*Dataset entries*:
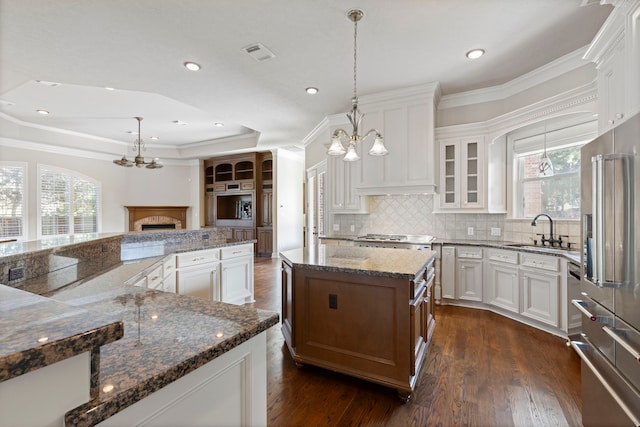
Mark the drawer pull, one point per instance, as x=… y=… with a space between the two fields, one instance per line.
x=618 y=339
x=580 y=305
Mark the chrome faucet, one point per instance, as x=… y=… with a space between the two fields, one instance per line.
x=551 y=240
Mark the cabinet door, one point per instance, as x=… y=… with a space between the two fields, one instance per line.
x=265 y=241
x=502 y=286
x=611 y=89
x=448 y=275
x=287 y=305
x=540 y=296
x=267 y=207
x=198 y=280
x=210 y=217
x=472 y=171
x=236 y=280
x=469 y=279
x=342 y=194
x=449 y=174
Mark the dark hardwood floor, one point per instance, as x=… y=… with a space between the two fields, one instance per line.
x=482 y=370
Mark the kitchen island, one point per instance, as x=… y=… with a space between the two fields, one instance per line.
x=364 y=312
x=128 y=354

*Stated task*: Reproduce the data above line for line, leaving out the picture.

*Correct result*:
Mark the drawer pull, one point per instance, as x=… y=… with a space between the two fields, one instance per line.
x=618 y=339
x=580 y=305
Mark the chrome faucet, one point per instance, as x=… y=… with a space between the two fields, one instance per line.
x=551 y=240
Mark the cabinet door, one point per instance, as x=… y=… with a space between the two fields, one instance per line.
x=265 y=241
x=502 y=286
x=611 y=89
x=448 y=275
x=287 y=305
x=540 y=296
x=267 y=207
x=198 y=280
x=210 y=217
x=472 y=171
x=236 y=280
x=469 y=279
x=342 y=194
x=449 y=174
Mark the dark hardwood floor, one point per instance, as x=… y=… with a space between the two fields, one instance per line.
x=482 y=370
Mark the kitchen island, one point per instance, as x=… y=… with a space between the two fields, one instance per line.
x=364 y=312
x=128 y=354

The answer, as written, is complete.